解くべき問題 >>
**1)** 病医院経営に関するコラムによると、厚労省が一部概算前払い制度を実施しているのは何月診療分の診療報酬ですか。
**2)** 病医院経営に関するコラムのうち、「厚労省でも、独立行政法人福祉」という語句を含む箇所から始まり「くないのではないでしょうか。」で終わる部分を、一字一句変えずに書き写してください。
**3)** 病医院経営に関するコラムの本文を、最後に示された文の後から先へ書き進めてください。

分析対象の文章 >>
◇ ◇ ◇ ◇

Column

不健全経営のすゝめ

※柴田雄一が連載中の『卸ニュース「病医院経営のチェックポイント」(IQVIAソリューションズジャパン(株)発行)を転載した記事となります。

今だからこそ見つめ直おす決算書②(209)


病医院の体力とは

新型コロナウイルスの影響により、外出の自粛要請、店舗休業要請、イベント自粛などが続き、多くの業種業態において経営的に厳しい局面を迎えています。それは病医院の経営も同様です。飲食店やスポーツジムなどと違って、社会インフラともなっている医業においては、休業要請の対象となっていないだけ他の業種のように収入がまったくなくなるということはありません。しかし、患者の診療抑制や感染者対策のために救急や初診受け入れ緊急でない手術の一時中止、専用病棟設置のための病床稼働率の低下、受け入れのための設備投資等もあって、軒並み減収となり厳しい状況となっています。

厚労省でも、独立行政法人福祉医療機構等からの融資が必要となっている病医院について5月診療分の診療報酬の一部概算前払い制度を実施しています。ただ2カ月後の本来の支払い時点で減額調整するということですので、融資を受けるまでの“つなぎ融資”として利用するもので、財務体力が乏しく、資金的な余力のない病医院にとっては、非常に助かる制度となっていることだと思います。またこれまでの蓄えで現時点ではやりくりできている病医院でも、漠然とした不安に苛まれている経営者は少なくないのではないでしょうか。
大半の人にとって今回は、不測の事態です。未知なるウイルスへの対応は、医療だけでなく、政治、経済どれをとっても先読みが難しく、手探りで進んでいいくしか今はありません。そういったときだからこそ、現状とその変化を把握しておくことが、備えにもなり、また漠然とした不安も払拭することとなります。“財務体力”と前述しましたが、何をもって体力があるとかないと言っているのでしょう。医業収入が年間100億円の病院は体力があって、医業収入の小さい1億円のクリニックは体力がないのでしょうか。大辞林では【体力】①継続的に物事を行うことができる、からだ全体の能力。特に、病気に対する抵抗力や疲労に対する回復力。②からだの運動能力。とあります。

◇ ◇ ◇ ◇

元データ >>
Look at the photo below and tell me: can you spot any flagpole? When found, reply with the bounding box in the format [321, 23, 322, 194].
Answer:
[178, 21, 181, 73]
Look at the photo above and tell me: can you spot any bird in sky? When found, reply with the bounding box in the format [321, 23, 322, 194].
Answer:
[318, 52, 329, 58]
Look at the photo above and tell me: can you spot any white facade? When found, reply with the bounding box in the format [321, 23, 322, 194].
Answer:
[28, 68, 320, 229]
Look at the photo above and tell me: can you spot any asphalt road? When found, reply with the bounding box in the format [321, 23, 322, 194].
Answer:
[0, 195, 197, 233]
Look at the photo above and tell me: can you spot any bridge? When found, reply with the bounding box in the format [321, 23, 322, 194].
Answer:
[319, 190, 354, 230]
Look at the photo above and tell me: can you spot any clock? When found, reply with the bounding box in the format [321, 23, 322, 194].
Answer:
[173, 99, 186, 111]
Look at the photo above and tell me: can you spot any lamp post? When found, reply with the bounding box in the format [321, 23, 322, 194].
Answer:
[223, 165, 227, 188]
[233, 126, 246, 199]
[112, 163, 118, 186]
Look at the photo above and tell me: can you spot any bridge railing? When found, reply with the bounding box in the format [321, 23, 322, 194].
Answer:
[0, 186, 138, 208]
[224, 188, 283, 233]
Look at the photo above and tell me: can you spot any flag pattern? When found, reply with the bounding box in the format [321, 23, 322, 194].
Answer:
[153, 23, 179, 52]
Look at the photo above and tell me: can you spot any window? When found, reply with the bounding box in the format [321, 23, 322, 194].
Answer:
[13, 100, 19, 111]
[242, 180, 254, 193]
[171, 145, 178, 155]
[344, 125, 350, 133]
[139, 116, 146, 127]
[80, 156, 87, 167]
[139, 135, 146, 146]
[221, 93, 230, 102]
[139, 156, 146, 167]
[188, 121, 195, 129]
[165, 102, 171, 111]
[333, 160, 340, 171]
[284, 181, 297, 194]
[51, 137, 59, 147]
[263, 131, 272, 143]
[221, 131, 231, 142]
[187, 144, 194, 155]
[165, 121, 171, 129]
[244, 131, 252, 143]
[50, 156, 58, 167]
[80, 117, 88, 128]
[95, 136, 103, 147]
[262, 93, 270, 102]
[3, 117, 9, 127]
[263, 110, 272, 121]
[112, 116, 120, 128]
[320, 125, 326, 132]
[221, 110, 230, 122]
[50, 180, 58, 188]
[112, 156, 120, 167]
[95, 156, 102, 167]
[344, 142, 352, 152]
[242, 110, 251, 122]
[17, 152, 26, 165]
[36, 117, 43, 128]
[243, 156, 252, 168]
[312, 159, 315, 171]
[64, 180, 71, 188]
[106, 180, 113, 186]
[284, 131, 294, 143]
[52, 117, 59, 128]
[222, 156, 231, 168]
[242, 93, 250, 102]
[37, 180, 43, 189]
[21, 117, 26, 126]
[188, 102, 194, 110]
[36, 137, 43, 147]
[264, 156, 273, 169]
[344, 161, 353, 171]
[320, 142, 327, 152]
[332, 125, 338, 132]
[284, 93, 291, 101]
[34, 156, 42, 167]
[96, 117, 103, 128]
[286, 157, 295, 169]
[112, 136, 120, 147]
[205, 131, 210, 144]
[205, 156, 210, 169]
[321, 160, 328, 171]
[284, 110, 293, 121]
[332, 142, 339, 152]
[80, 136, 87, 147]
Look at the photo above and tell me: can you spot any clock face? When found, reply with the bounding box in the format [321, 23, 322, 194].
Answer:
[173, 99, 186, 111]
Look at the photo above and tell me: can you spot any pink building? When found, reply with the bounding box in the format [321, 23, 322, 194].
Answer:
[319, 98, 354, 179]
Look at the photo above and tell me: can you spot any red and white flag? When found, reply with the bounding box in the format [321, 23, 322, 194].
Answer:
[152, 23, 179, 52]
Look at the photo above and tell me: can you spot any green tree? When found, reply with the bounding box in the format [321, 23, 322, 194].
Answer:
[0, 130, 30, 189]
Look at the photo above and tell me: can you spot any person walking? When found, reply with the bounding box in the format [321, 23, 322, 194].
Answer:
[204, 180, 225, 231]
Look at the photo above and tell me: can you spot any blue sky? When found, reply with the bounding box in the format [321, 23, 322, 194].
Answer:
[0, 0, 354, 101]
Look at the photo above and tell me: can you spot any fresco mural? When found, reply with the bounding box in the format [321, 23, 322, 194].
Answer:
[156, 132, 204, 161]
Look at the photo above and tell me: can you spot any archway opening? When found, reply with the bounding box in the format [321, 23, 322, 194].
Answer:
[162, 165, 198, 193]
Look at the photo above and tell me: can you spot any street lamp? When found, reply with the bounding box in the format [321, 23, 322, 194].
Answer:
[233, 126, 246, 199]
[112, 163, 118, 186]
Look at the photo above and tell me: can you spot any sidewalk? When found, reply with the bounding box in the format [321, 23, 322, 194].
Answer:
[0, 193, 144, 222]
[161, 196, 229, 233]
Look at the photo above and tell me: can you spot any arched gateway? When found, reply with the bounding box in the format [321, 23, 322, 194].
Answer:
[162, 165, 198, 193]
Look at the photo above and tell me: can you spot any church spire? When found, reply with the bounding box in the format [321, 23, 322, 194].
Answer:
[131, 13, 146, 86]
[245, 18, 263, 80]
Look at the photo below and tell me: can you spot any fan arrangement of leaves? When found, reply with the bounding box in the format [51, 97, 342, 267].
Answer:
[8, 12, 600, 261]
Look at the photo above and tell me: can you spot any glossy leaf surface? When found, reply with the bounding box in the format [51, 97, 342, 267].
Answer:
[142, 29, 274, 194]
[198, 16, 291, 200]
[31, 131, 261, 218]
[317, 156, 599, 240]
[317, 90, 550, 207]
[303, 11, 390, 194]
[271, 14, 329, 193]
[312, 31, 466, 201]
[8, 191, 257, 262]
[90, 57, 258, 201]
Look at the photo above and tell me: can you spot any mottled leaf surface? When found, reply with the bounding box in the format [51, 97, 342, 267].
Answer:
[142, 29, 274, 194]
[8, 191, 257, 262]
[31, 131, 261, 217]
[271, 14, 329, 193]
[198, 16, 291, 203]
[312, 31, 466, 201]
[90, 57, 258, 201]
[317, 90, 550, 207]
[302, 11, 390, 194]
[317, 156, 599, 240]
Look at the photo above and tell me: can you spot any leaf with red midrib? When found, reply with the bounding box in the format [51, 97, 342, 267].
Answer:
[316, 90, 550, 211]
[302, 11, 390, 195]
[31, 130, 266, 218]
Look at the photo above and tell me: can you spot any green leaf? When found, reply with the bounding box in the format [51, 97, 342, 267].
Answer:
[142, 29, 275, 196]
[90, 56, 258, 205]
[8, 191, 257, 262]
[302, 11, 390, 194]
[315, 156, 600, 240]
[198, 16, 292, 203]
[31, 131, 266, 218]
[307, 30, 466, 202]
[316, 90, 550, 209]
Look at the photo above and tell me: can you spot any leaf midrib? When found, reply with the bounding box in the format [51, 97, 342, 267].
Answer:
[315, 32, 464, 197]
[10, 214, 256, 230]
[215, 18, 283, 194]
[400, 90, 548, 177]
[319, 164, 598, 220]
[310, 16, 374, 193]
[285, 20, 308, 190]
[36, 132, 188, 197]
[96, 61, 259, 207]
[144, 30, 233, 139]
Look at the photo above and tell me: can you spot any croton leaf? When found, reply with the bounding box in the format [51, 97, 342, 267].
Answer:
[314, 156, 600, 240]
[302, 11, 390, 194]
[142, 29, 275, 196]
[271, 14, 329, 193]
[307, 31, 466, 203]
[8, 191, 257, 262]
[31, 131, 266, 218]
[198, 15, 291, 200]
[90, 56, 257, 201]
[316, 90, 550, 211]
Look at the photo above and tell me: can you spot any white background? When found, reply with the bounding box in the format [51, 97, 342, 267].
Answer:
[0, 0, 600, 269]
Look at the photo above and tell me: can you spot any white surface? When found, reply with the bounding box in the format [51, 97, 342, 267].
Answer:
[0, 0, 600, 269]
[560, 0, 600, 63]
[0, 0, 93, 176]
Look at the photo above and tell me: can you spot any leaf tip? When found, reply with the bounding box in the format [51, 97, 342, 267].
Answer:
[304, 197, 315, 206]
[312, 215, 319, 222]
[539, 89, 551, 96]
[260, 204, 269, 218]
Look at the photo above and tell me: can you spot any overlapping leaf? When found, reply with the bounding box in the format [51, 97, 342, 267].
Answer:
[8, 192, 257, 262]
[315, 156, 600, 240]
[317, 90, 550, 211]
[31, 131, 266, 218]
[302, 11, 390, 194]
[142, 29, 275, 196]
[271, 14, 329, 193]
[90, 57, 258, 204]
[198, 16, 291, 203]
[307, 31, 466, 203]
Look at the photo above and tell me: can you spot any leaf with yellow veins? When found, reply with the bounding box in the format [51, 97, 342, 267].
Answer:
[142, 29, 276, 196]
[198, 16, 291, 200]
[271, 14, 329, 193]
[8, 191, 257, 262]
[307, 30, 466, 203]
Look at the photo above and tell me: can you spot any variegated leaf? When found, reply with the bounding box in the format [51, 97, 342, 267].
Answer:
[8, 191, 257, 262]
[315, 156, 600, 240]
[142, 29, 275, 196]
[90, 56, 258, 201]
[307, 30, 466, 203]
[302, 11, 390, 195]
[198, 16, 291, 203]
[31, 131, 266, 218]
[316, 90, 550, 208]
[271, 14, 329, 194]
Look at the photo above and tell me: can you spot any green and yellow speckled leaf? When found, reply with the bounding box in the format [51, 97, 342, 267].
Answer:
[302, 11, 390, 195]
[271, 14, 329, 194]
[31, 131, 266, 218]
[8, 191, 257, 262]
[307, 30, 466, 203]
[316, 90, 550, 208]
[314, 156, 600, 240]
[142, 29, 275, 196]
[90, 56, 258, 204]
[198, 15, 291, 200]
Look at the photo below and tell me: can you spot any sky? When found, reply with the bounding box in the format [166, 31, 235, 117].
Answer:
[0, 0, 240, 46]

◇ ◇ ◇ ◇

各問の解答 >>
**1)** 5月診療分の診療報酬です。

**2)**
厚労省でも、独立行政法人福祉医療機構等からの融資が必要となっている病医院について5月診療分の診療報酬の一部概算前払い制度を実施しています。ただ2カ月後の本来の支払い時点で減額調整するということですので、融資を受けるまでの“つなぎ融資”として利用するもので、財務体力が乏しく、資金的な余力のない病医院にとっては、非常に助かる制度となっていることだと思います。またこれまでの蓄えで現時点ではやりくりできている病医院でも、漠然とした不安に苛まれている経営者は少なくないのではないでしょうか。

**3)**
貸借対照表の形

ここで使う【体力】を経営に置き換えてみれば、②運動能力の意味として売り上げや規模の大きさ度合いではなく、①の継続できる能力や、経営にとって良くないことへの抵抗力、回復力などを指します。よって大きな病院と小さなクリニックの売上や組織の規模に合わせて体力をみていきます。とはいえ、人でも体の大きさに関係なく、痩せている人もいれば太っている人もいます。健康的な筋肉隆々の人だっています。

経営実態は表向きの見た目だけではわかりません。そこで病医院の体力を見る際には、貸借対照表を確認します。そこでイメージしやすくするために、体型でイメージできるよう痩せ型、肥満型、筋肉質型の3つに分類してみます。まず痩せ型というのは、消費が大きく利益が生み出せず組織に財務的な蓄積されていない栄養失調の状態です。次に肥満型とは、脂肪分となる借金によって肥大している過大な投資を行っている状態です。そして3つ目の、筋肉質体型のような無駄のない均整の取れた体力のある財務状態です。
自院がどのような体型なのか判断する際に、貸借対照表の各数字を使って「自己資本比率」を調べていきます。その前に簡単に貸借対照表について説明します。手元に置きながら見ていただくのが良いでしょう。一般的な貸借対照表では、左側に「資産の部」右側には「負債の部」と「純資産の部」があります。資産の部には、すぐにつかえる現預金と1年以内に回収できる保険診療のような医業未収金などの「流動資産」と、1年以上保有する土地建物、医療機器などがあり、すぐに現金化しないもしくはできない「固定資産」の2つに分けられます。右側にある「流動負債」も1年以内に返さなければならない債務とそれ以上の期間で返済する「固定負債」があります。そして「純資産の部」ですが、返済義務のない自由に使えるお金と考えてください。次回これで体型判定を行います。